What the task asks: Copy out the entries below, swapping each "one per line" for "each on its own line" and keeping everything else the same.

Input data:
* * * * * * *

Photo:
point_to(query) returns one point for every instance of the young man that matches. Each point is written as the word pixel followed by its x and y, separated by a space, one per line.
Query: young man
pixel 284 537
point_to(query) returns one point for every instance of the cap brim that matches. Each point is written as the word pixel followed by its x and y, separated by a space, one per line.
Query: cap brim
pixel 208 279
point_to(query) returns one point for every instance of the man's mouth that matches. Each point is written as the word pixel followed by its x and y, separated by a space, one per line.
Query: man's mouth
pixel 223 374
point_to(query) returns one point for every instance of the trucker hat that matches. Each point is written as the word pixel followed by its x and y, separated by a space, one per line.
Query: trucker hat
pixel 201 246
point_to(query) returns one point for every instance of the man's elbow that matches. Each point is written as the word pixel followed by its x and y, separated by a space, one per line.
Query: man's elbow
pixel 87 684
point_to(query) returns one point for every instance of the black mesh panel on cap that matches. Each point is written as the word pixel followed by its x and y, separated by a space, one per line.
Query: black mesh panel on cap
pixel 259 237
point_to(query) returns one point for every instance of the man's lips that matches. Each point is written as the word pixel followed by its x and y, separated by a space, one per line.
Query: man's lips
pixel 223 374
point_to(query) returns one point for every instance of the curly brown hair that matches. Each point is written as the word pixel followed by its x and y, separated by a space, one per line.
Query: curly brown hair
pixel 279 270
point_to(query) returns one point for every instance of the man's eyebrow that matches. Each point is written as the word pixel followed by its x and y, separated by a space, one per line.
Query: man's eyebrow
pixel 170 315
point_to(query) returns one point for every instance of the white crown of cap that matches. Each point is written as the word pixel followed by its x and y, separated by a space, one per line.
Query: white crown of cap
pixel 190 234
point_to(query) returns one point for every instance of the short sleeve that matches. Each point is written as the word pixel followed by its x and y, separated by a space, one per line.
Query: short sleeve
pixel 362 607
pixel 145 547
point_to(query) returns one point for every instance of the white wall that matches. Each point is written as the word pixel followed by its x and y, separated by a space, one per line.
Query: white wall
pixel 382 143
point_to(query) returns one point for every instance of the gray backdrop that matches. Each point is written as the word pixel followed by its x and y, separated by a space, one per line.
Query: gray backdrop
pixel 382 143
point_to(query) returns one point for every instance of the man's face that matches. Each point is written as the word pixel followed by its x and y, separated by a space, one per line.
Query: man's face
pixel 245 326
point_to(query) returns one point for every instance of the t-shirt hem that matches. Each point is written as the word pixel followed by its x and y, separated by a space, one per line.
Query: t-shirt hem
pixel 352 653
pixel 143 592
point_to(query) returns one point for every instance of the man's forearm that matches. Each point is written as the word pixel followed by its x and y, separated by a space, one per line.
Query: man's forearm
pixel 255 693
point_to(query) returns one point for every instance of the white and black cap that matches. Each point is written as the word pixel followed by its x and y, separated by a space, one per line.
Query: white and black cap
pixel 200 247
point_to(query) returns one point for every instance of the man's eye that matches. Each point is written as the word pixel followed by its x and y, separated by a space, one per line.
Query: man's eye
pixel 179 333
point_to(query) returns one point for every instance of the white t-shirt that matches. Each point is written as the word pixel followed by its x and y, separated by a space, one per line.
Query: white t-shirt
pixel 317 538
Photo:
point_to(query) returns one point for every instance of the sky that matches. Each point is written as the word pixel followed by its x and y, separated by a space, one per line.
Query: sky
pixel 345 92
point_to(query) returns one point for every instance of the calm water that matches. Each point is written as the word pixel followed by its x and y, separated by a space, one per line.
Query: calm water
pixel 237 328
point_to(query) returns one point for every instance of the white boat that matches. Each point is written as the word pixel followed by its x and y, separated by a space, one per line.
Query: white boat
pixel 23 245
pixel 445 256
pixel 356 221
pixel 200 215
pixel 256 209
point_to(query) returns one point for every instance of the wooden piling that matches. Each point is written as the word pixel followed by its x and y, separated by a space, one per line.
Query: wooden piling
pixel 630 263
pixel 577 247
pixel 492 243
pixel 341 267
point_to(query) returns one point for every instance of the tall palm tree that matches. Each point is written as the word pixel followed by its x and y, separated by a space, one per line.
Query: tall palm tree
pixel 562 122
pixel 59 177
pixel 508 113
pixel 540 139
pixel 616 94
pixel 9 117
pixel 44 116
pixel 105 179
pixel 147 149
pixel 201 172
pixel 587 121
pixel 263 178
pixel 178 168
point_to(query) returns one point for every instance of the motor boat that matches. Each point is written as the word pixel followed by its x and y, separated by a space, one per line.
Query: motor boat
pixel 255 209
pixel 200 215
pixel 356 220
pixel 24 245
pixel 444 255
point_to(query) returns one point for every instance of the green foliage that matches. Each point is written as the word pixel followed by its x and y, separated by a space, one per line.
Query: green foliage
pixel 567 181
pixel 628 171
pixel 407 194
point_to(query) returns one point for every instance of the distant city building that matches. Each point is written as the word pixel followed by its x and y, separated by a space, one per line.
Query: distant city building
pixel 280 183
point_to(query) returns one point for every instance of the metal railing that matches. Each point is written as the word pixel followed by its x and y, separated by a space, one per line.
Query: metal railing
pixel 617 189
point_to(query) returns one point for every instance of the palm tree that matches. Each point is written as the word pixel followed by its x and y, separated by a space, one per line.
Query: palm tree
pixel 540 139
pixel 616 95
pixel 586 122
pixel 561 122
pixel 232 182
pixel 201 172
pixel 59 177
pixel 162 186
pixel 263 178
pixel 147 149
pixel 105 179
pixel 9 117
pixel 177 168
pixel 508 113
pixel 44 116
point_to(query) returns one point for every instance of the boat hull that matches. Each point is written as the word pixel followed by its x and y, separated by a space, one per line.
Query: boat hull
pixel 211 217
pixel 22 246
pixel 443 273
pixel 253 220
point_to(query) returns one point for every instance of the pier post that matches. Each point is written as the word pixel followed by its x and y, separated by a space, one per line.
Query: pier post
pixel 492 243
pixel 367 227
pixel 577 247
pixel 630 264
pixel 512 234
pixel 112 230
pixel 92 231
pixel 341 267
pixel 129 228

* * * * * * *

Solution to this task:
Photo:
point_to(query) returns one point for every instance of the young man that matches. Each point is written as the word pixel followed by its x and y, separated by a space, each on its own line.
Query: young man
pixel 284 537
point_to(query) returns one point for every instance of the cap brim that matches. Each point is written as the word pixel followed by its x and y, separated by a space, each on its own line.
Query: cap brim
pixel 208 279
point_to(query) returns one point for every instance of the man's mouth that matches. Each point is written as the word pixel followed by its x and y, separated by a space, each on its own line.
Query: man's mouth
pixel 223 374
point_to(query) returns one point for every instance of the trucker hat that matches. Each point is written as the word pixel followed by its x and y, separated by a space, each on its own line.
Query: trucker hat
pixel 201 246
point_to(query) returns one point for every instance of the man's elbow that matches. Each point is written as the word pixel followed by its x and y, separated by a space, each on its own line.
Query: man's elbow
pixel 87 684
point_to(query) returns one point for every instance of the black mesh panel on cap that matches. Each point is written as the word pixel followed by its x and y, separated by a space, each on its own line.
Query: black mesh panel on cap
pixel 259 237
point_to(query) returns one point for every instance of the man's lips that matches. Each point is written as the word pixel followed by its x and y, separated by a space, each on its own line.
Query: man's lips
pixel 223 374
point_to(query) returns one point for every instance of the curly brown hair that matches. Each point is written as the word pixel followed by its x and y, separated by a space, each on its own line.
Query: curly brown hair
pixel 279 270
point_to(query) returns one point for every instance of the man's eyebrow that matches. Each point is written as the word pixel followed by its x and y, separated by a space, each on its own line.
Query: man's eyebrow
pixel 170 315
point_to(query) returns one point for every instance of the white crown of cap that matches. Each point is written as the word pixel followed by its x and y, separated by a space, each on its own line.
Query: white crown of cap
pixel 190 234
point_to(query) returns one point for every instance of the short sleeve that matches. Each point is written as the word pixel followed by its x and y, separated by a space, each on its own line.
Query: short sleeve
pixel 362 607
pixel 145 547
point_to(query) returns one point for every instance of the white wall that matches. Each point is written as the word pixel followed by its x and y, separated by a space, each on its own line.
Query: white wall
pixel 382 143
point_to(query) returns one point for every instance of the gray backdrop that matches. Each point is written as the word pixel followed by its x and y, separated by a space, each on its own line.
Query: gray backdrop
pixel 382 143
point_to(query) returns one point for every instance of the man's face that matches. Each point is written as the word pixel followed by its x and y, separated by a space, each on its own line.
Query: man's face
pixel 245 326
point_to(query) returns one point for every instance of the t-shirt hem that matches. Each point is written as the word pixel followed by its x and y, separated by a space, each on its own line.
Query: t-shirt hem
pixel 352 653
pixel 143 592
point_to(query) returns one point for every instance of the man's forearm that matches. Each point is written as the word pixel followed by its x and y, separated by a space, each on its own line.
Query: man's forearm
pixel 255 693
point_to(query) returns one point for every instance of the white and black cap that matches. Each point is written as the word pixel followed by its x and y, separated by a space, each on its own line.
Query: white and black cap
pixel 200 247
point_to(query) returns one point for every instance of the man's eye that matches. Each point is written as the word pixel followed by its x and y, separated by a space, each on its own line.
Query: man's eye
pixel 179 333
point_to(query) returns one point for every instance of the white t-shirt that matches. Each point is written as the word pixel followed by its x and y, separated by a space, each on its own line.
Query: white t-shirt
pixel 317 538
Photo:
point_to(query) returns one point for every instance of the sky that matches. Each point is written as the word pixel followed by its x and y, separated by a space, each on its own line.
Query: sky
pixel 345 92
point_to(query) returns one point for every instance of the calm water that matches. Each point is written as the word pixel followed by its x and y, separated by a space, each on its own line.
Query: calm water
pixel 237 328
point_to(query) returns one point for every instance of the white boat that matches. Each point is written as the word pixel followed by its x and y, separated by a space, each on its own line.
Query: white boat
pixel 23 245
pixel 445 256
pixel 356 221
pixel 200 215
pixel 256 209
point_to(query) returns one point for every instance of the wooden piling that matches. Each point is written as the word pixel followed by its x and y, separated by a space, each on its own line.
Query: wooden piling
pixel 630 263
pixel 577 247
pixel 492 243
pixel 341 267
point_to(query) returns one point for every instance of the tall palm tree that matches. Each point is written as the word pixel followed by its x and y, separated by a space, each on its own line.
Query: tall palm tree
pixel 562 122
pixel 59 177
pixel 508 113
pixel 540 139
pixel 616 94
pixel 9 117
pixel 44 116
pixel 105 179
pixel 147 149
pixel 201 172
pixel 587 121
pixel 263 178
pixel 178 168
point_to(query) returns one point for every instance of the motor boat that matches. Each point is written as the word pixel followed by its x and y, separated by a space, each on its own line.
Query: motor boat
pixel 255 209
pixel 200 215
pixel 356 220
pixel 24 245
pixel 444 255
point_to(query) returns one point for every instance of the green foliage that matches. Each point is written as the word pixel followed by its x and y, separated by a space, each on its own line.
Query: green foliage
pixel 567 181
pixel 628 171
pixel 407 194
point_to(query) returns one point for every instance of the distant city building that matches. Each point is written as the word pixel followed by its x and y, separated by a space, each on its own line.
Query: distant city building
pixel 280 183
point_to(query) returns one point for every instance of the metal railing that matches. Each point is written as the word pixel followed by its x and y, separated by a space, each on its own line.
Query: metal railing
pixel 617 189
point_to(query) returns one point for every instance of the palm tree that matches. Each point is written as the word pixel followed by its x and y, separated by a space, each on its own line.
Query: palm tree
pixel 540 139
pixel 616 95
pixel 586 122
pixel 561 122
pixel 232 182
pixel 201 172
pixel 59 177
pixel 162 186
pixel 263 178
pixel 147 149
pixel 105 179
pixel 9 117
pixel 177 168
pixel 508 113
pixel 44 116
point_to(query) returns one point for every instance of the boat hull that matches. Each point is written as the word pixel followed by its x and y, separated by a space, each on its own line.
Query: boat hull
pixel 211 217
pixel 22 246
pixel 443 273
pixel 253 220
point_to(query) returns one point for every instance of the pier post that matches. Each point is written as the word pixel followed by its x and y, separated by a space, each on its own line.
Query: pier post
pixel 492 243
pixel 367 227
pixel 577 247
pixel 630 264
pixel 512 234
pixel 112 230
pixel 92 231
pixel 341 267
pixel 129 228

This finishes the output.